Task instructions:
Turn the lines below into a numbered list, skipping any blank lines and leaving out the pictures.

Entries provided:

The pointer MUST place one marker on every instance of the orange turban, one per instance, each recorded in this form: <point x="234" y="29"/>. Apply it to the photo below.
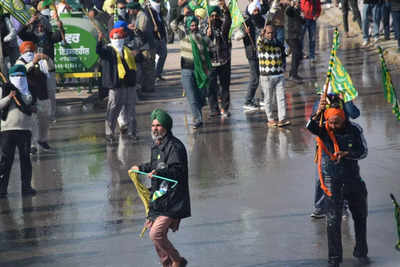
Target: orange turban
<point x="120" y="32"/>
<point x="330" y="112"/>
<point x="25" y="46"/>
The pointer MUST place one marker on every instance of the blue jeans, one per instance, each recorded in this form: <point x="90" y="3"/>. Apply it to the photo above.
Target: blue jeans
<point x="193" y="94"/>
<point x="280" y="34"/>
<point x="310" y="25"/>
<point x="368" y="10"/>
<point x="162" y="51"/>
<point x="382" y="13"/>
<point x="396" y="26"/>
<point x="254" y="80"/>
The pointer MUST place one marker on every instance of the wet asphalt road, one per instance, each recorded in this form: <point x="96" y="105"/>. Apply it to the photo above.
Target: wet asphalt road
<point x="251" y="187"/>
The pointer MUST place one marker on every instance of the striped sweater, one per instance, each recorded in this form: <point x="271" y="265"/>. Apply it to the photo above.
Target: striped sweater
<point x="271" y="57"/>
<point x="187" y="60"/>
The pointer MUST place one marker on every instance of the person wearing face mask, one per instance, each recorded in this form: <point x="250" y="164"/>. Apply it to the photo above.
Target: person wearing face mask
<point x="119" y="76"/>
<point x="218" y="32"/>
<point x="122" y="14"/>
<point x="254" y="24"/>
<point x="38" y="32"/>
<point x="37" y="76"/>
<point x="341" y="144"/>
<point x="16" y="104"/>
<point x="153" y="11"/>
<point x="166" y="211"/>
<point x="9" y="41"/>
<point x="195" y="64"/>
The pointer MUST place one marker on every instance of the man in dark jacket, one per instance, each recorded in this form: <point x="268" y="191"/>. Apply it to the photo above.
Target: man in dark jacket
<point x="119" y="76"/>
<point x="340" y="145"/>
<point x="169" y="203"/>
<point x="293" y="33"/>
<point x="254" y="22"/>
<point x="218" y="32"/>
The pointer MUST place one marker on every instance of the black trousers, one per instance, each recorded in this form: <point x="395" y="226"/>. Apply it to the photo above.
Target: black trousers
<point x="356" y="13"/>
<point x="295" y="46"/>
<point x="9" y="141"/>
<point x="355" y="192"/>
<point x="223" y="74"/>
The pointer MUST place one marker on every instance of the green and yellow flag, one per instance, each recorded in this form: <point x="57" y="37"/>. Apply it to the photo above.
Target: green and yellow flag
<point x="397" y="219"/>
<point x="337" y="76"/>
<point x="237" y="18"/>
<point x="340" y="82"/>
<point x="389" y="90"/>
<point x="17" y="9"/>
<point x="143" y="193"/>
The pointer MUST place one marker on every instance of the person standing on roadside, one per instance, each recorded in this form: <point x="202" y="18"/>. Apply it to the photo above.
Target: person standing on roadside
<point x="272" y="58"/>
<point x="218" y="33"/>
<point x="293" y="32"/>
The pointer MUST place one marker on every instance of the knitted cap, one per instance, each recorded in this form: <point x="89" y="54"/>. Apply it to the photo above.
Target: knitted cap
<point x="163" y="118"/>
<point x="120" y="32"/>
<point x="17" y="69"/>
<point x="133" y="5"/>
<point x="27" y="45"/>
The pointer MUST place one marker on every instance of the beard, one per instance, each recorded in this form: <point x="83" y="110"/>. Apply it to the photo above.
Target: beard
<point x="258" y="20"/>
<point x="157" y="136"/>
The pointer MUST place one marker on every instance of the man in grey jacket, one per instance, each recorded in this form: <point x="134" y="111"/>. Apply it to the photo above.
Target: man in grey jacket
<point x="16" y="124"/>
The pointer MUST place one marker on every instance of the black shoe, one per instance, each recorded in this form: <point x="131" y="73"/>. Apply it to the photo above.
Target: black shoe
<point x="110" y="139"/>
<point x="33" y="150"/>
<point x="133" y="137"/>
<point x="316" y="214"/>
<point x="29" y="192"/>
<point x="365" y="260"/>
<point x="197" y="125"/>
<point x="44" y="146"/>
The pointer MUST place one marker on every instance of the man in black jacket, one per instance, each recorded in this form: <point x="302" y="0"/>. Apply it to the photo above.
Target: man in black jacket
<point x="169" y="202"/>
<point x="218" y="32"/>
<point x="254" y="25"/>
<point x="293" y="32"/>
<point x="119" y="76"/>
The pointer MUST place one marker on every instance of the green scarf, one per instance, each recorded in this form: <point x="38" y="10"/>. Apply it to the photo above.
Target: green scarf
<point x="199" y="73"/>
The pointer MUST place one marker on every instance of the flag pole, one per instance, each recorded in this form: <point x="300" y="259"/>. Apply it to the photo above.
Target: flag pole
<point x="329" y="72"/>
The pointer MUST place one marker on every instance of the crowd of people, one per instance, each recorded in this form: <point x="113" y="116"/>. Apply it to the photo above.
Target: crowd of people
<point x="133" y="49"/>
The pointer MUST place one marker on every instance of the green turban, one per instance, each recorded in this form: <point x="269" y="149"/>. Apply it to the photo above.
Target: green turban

In response:
1. The pointer MUST place one marker on every instance of the orange turban, one per instance, each recorded in this form: <point x="234" y="29"/>. Apply it to the photo below.
2. Target: orange turban
3. <point x="120" y="32"/>
4. <point x="330" y="112"/>
5. <point x="25" y="46"/>
6. The pointer MUST place one marker on every instance of the blue jeans, one per instance, each recorded in this form: <point x="90" y="3"/>. Apply it to the photo above.
7. Target: blue jeans
8. <point x="193" y="94"/>
9. <point x="280" y="34"/>
10. <point x="310" y="25"/>
11. <point x="368" y="10"/>
12. <point x="162" y="51"/>
13. <point x="382" y="13"/>
14. <point x="396" y="26"/>
15. <point x="254" y="80"/>
16. The pointer MUST place one marker on every instance of the wet asphalt road, one per instance, each recorded in this form: <point x="96" y="105"/>. Apply it to the photo above.
17. Target: wet asphalt road
18. <point x="251" y="187"/>
19. The pointer MUST place one marker on every instance of the striped sweater, one per instance, each recorded in this form: <point x="271" y="265"/>. Apply it to the photo above.
20. Target: striped sweater
21. <point x="271" y="57"/>
22. <point x="187" y="60"/>
23. The pointer MUST place one marker on every instance of the person wearing face mask, one per instance, each recorded in this form: <point x="250" y="164"/>. Apply it to the photo above.
24. Target: person wearing face mask
25. <point x="119" y="76"/>
26. <point x="218" y="32"/>
27. <point x="122" y="14"/>
28. <point x="254" y="24"/>
29. <point x="38" y="32"/>
30. <point x="37" y="76"/>
31. <point x="341" y="144"/>
32. <point x="16" y="104"/>
33. <point x="153" y="11"/>
34. <point x="166" y="211"/>
35. <point x="9" y="41"/>
36. <point x="195" y="64"/>
37. The pointer MUST place one marker on every instance of the man in dark jacket, one per instance, each recorded in this form: <point x="268" y="191"/>. Apply it to the photo above.
38. Target: man in dark jacket
39. <point x="119" y="76"/>
40. <point x="340" y="145"/>
41. <point x="169" y="203"/>
42. <point x="293" y="33"/>
43. <point x="254" y="22"/>
44. <point x="218" y="32"/>
45. The pointer MUST place one marker on every instance of the black trousers, one per instance, each recorded in this form: <point x="395" y="226"/>. Apply it to the photo above.
46. Target: black trousers
47. <point x="356" y="13"/>
48. <point x="295" y="46"/>
49. <point x="9" y="141"/>
50. <point x="355" y="192"/>
51. <point x="223" y="74"/>
52. The pointer MUST place one marker on every instance of the green and yellow flag, one per instance, each recorded in this form: <point x="57" y="37"/>. Apply it to the photo above.
53. Target: green and yellow flag
54. <point x="397" y="219"/>
55. <point x="337" y="76"/>
56. <point x="237" y="18"/>
57. <point x="340" y="82"/>
58. <point x="389" y="90"/>
59. <point x="17" y="9"/>
60. <point x="143" y="193"/>
61. The pointer MUST place one marker on every instance of the person standing on roadside, one per instance, each recorded in this form: <point x="202" y="18"/>. Apply it to the photo above.
62. Target: person standing on roadside
63. <point x="272" y="58"/>
64. <point x="218" y="33"/>
65. <point x="293" y="32"/>
66. The pointer MUST place one marker on every instance of the knitted cap, one per instance, each recorded in this form: <point x="89" y="54"/>. Apply it to the photo above.
67. Target: knitted cap
68. <point x="163" y="118"/>
69. <point x="120" y="32"/>
70. <point x="17" y="69"/>
71. <point x="133" y="5"/>
72. <point x="27" y="45"/>
73. The pointer MUST place one marker on every instance of the beard, one per instance, each recorded in this form: <point x="83" y="110"/>. Apply it to the photo above.
74. Target: beard
75. <point x="258" y="20"/>
76. <point x="157" y="136"/>
77. The pointer MUST place one marker on every instance of the man in grey jacket, one per instance, each recorded in this form: <point x="134" y="111"/>. Apply it to the photo above.
78. Target: man in grey jacket
79. <point x="16" y="124"/>
80. The pointer MUST place one marker on every instance of the black shoe, one per instance, each recorded in this form: <point x="131" y="73"/>. Apply it to the photo above.
81. Target: black shoe
82. <point x="110" y="139"/>
83. <point x="33" y="150"/>
84. <point x="133" y="137"/>
85. <point x="316" y="214"/>
86. <point x="29" y="192"/>
87. <point x="365" y="260"/>
88. <point x="197" y="125"/>
89. <point x="44" y="146"/>
90. The pointer MUST place one marker on every instance of the man in black jacket, one per instance, each recorded in this form: <point x="302" y="0"/>. Apply it to the photo above.
91. Target: man in black jacket
92. <point x="169" y="202"/>
93. <point x="218" y="32"/>
94. <point x="254" y="25"/>
95. <point x="293" y="32"/>
96. <point x="119" y="76"/>
97. The pointer MUST place one marker on every instance of the green scarf, one per instance, each recorded in this form: <point x="38" y="10"/>. Apply it to the photo above.
98. Target: green scarf
99. <point x="199" y="73"/>
100. The pointer MUST place one marker on every instance of the flag pole, one per instance, each recorded in this form: <point x="300" y="259"/>. Apply it to the photo above.
101. Target: flag pole
102. <point x="329" y="72"/>
103. The pointer MUST place one marker on every instance of the crowd of people, one per instance, each recorded in this form: <point x="113" y="116"/>. Apply it to the photo above.
104. Target: crowd of people
105. <point x="133" y="49"/>
106. The pointer MUST place one marker on every instance of the green turban, one per instance, each recorded in this form: <point x="269" y="149"/>. Apply it to the photo above.
107. Target: green turban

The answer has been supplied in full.